## [Aim of the exercise]
Show each line of the entries below that contains the word "grassy", treating uppercase and lowercase letters as distinct.
*** Rows
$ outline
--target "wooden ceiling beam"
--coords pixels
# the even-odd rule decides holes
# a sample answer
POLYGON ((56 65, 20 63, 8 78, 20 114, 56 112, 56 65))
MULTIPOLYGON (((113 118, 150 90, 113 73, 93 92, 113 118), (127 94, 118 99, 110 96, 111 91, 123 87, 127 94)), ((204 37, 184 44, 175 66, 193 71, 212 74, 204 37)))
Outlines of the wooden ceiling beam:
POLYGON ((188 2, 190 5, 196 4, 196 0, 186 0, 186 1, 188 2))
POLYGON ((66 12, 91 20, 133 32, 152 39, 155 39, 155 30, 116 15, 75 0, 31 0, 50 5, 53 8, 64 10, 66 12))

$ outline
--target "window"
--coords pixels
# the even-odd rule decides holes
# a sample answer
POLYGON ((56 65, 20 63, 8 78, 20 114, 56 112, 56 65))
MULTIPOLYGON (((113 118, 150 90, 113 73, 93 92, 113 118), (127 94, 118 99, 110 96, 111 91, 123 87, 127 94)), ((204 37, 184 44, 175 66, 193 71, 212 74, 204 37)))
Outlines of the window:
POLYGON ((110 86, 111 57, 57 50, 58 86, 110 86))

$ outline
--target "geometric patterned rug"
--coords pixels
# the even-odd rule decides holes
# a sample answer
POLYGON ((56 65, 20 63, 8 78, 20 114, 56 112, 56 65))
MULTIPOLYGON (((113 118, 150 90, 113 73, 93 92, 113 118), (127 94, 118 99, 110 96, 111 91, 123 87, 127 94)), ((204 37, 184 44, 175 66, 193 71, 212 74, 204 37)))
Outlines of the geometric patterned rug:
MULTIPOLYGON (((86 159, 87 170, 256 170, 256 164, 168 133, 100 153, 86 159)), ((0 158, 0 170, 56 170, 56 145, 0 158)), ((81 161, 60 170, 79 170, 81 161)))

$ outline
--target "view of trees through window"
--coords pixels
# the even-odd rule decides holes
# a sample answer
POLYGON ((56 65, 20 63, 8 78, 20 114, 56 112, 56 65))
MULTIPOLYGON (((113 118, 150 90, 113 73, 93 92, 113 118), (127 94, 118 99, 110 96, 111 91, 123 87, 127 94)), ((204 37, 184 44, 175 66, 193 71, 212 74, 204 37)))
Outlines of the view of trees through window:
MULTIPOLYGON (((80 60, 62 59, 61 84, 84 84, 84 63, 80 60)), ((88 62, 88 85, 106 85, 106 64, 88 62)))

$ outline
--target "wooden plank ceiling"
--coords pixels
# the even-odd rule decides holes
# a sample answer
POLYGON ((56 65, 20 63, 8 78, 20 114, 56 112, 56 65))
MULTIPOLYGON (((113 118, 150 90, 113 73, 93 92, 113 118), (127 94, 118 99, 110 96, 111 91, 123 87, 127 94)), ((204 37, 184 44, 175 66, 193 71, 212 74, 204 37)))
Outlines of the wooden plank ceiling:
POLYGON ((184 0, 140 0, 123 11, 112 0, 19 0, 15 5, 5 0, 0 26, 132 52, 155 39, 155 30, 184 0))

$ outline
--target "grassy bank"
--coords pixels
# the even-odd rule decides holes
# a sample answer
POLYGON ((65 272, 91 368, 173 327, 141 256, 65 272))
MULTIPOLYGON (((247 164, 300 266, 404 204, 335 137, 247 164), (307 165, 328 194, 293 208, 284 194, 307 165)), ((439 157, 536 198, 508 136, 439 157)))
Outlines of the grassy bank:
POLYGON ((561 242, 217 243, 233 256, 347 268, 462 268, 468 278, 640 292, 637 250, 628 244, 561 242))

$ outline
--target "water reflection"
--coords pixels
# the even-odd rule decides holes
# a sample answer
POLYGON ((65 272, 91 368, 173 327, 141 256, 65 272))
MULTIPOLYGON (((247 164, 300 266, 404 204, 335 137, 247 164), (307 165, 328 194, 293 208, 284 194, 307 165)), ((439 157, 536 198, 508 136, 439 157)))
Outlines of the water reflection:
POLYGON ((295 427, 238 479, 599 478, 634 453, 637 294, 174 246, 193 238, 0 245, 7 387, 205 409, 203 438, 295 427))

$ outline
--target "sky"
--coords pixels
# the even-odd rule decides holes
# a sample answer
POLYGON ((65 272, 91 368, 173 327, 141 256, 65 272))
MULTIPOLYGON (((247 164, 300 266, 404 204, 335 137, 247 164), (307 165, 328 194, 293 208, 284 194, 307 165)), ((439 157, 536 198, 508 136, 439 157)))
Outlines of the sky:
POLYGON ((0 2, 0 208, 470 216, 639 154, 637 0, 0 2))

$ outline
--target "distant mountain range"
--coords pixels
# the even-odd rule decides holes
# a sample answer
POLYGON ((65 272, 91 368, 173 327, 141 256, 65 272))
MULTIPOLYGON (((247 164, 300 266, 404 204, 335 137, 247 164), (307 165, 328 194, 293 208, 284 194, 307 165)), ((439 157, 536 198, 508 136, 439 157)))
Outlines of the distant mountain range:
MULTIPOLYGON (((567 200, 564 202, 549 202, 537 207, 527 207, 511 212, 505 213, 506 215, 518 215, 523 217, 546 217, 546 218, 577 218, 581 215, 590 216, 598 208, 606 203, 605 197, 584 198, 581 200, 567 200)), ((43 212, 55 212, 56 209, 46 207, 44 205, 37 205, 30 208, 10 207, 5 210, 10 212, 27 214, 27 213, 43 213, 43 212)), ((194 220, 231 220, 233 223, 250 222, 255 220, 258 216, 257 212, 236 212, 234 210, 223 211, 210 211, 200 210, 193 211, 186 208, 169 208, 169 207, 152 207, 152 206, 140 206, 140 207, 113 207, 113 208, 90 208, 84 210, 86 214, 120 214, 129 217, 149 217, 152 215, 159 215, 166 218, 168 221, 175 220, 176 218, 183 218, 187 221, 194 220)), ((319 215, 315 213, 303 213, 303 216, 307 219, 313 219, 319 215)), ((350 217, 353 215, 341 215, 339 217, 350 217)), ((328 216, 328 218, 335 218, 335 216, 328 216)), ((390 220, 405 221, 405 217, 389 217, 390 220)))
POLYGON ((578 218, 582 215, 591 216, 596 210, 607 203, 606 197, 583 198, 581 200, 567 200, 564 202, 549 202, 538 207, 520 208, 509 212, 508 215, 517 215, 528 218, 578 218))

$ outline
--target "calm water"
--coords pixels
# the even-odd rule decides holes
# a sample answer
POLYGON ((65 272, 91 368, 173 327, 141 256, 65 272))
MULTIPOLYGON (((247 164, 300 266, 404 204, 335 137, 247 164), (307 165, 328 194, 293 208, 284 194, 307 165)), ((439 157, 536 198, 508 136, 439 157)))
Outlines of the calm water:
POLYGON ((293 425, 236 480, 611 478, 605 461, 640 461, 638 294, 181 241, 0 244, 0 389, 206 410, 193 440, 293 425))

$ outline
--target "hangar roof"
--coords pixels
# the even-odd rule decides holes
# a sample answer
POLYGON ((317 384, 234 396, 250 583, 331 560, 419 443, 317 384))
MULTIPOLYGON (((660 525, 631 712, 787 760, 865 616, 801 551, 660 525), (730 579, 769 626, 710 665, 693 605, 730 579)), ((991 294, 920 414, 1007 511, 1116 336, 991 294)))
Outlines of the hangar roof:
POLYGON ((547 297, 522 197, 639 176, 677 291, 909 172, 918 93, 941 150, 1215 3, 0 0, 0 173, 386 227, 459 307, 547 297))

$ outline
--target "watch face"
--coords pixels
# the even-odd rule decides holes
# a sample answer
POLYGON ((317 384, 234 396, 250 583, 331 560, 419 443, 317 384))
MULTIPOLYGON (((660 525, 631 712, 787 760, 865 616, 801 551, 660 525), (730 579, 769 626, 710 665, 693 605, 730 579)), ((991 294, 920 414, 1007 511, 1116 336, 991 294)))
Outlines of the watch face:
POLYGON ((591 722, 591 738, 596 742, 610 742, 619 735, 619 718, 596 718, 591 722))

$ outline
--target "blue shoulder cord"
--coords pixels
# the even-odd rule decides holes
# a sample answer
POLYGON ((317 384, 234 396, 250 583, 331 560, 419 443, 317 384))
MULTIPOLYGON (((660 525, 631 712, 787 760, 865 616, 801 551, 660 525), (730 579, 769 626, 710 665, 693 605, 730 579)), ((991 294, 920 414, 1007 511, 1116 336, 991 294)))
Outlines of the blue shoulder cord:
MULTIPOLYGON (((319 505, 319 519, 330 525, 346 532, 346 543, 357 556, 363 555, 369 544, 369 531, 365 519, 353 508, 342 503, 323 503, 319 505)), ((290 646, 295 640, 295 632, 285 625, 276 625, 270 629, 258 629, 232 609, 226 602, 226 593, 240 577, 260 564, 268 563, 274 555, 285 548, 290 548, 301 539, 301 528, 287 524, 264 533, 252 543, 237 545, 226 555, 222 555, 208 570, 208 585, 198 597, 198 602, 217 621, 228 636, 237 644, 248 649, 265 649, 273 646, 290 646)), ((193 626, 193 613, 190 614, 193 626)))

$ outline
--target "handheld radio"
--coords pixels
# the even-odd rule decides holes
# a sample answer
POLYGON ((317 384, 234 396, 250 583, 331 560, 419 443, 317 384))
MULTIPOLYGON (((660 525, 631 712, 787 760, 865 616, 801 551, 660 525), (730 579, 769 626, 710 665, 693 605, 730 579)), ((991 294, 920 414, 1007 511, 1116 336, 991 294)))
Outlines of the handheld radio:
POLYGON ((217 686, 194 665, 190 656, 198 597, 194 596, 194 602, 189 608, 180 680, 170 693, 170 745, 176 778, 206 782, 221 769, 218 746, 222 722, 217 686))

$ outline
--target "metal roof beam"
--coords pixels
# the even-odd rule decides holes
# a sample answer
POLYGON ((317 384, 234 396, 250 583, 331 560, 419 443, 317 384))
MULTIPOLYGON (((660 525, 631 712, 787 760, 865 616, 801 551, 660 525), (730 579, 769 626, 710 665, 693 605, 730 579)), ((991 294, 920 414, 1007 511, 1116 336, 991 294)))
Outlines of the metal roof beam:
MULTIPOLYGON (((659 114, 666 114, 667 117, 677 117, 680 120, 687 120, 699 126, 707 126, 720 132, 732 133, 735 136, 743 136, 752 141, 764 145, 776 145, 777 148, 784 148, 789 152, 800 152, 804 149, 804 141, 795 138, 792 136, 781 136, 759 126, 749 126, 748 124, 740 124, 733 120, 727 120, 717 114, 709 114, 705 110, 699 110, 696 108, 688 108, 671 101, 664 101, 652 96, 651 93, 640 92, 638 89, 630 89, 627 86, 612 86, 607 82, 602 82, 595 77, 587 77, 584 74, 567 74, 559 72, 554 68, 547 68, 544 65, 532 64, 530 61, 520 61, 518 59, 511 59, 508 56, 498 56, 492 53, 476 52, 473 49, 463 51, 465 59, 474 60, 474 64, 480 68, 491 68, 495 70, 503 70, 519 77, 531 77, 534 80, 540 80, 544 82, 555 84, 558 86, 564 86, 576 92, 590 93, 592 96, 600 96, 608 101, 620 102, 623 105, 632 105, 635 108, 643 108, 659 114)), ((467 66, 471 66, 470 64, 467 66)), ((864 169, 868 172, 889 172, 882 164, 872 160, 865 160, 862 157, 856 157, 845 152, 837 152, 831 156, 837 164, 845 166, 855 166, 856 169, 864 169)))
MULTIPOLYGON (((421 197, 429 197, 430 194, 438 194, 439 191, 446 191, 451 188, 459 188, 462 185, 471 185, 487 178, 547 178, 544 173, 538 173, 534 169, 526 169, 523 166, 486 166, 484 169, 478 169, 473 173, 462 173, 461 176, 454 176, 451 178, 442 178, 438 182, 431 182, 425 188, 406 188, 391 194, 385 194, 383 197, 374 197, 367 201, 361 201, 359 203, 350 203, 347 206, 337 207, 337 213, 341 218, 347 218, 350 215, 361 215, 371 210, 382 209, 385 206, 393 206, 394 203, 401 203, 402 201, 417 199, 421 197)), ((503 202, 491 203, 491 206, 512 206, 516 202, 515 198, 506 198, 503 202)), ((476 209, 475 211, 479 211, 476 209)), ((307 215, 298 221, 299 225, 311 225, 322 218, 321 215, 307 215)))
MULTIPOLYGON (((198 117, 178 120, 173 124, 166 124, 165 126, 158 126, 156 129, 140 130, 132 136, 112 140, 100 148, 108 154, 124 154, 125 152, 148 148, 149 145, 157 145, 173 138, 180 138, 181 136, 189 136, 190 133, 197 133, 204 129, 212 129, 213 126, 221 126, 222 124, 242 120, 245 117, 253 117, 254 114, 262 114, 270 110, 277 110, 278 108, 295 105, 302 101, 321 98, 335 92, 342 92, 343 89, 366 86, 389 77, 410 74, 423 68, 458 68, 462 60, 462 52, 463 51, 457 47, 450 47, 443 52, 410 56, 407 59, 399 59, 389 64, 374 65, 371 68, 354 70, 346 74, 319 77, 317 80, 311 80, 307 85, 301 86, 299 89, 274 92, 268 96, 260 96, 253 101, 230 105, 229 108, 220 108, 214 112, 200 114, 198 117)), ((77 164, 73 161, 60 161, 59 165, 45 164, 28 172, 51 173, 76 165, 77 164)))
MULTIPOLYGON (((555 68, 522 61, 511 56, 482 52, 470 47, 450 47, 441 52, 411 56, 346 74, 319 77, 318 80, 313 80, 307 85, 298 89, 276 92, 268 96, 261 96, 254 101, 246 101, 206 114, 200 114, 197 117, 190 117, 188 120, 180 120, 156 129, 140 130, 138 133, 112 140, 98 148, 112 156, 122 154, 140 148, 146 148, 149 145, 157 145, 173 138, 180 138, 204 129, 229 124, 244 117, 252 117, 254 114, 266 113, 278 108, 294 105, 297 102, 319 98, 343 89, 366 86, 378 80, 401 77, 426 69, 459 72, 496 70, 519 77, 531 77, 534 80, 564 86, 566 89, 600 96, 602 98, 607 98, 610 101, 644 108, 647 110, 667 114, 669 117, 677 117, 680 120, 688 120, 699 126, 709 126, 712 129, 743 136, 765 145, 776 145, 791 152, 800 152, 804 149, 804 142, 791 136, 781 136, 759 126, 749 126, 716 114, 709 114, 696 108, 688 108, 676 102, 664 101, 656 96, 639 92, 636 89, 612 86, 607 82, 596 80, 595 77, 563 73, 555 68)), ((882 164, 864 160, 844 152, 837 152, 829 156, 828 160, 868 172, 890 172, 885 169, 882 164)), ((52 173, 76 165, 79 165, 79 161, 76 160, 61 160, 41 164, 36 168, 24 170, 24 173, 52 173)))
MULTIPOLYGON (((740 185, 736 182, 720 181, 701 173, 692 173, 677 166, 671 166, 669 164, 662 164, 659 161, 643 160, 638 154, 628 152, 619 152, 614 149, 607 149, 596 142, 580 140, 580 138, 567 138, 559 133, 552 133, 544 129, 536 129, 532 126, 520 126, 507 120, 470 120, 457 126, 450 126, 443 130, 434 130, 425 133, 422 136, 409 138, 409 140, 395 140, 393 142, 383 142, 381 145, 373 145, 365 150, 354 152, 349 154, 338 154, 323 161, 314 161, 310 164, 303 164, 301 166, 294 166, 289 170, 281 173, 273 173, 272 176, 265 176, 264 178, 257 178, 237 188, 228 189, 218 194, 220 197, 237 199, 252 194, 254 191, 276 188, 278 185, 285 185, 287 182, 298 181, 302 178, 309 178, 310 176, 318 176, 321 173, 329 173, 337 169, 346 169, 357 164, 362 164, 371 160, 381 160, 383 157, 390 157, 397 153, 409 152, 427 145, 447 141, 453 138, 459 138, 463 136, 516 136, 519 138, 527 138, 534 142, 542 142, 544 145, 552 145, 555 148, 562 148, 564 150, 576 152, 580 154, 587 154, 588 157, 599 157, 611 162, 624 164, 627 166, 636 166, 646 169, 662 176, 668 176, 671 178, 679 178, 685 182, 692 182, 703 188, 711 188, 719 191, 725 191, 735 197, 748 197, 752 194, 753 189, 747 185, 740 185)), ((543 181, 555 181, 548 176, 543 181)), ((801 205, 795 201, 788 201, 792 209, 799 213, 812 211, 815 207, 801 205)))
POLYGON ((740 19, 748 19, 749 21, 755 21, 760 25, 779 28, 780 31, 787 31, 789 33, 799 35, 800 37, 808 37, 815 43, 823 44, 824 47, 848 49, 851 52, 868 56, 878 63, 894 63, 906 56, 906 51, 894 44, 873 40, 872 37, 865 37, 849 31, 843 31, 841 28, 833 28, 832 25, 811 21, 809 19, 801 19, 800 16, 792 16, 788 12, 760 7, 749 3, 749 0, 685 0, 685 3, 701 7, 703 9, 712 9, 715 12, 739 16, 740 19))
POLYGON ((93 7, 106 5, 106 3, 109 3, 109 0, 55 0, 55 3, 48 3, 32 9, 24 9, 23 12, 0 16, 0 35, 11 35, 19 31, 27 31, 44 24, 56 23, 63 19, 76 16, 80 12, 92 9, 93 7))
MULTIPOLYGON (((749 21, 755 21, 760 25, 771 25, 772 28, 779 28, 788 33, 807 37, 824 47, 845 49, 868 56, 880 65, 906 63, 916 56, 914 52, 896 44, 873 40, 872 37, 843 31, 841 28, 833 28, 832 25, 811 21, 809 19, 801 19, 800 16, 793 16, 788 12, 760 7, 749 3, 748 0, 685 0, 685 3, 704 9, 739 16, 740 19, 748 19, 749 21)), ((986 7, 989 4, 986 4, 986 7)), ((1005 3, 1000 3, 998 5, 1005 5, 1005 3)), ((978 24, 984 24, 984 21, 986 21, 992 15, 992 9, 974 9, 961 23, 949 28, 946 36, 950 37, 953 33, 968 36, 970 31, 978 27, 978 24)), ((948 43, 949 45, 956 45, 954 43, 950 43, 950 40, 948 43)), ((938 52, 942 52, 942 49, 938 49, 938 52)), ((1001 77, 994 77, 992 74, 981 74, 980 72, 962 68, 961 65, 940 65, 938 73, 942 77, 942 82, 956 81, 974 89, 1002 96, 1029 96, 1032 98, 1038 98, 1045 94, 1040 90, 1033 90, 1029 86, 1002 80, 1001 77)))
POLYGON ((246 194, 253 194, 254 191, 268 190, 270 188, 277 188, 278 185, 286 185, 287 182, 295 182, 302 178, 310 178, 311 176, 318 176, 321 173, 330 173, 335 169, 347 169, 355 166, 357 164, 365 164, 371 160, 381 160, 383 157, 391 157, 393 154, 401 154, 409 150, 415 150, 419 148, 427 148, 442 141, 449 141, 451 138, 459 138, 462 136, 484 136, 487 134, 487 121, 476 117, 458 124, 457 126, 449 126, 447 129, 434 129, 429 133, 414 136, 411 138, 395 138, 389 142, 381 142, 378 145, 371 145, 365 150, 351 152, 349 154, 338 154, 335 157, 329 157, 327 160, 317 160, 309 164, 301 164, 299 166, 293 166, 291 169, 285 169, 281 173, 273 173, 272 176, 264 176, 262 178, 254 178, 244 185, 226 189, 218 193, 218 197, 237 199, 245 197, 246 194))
******
## [Output of the task]
--target "grassy bank"
Outlines of the grassy bank:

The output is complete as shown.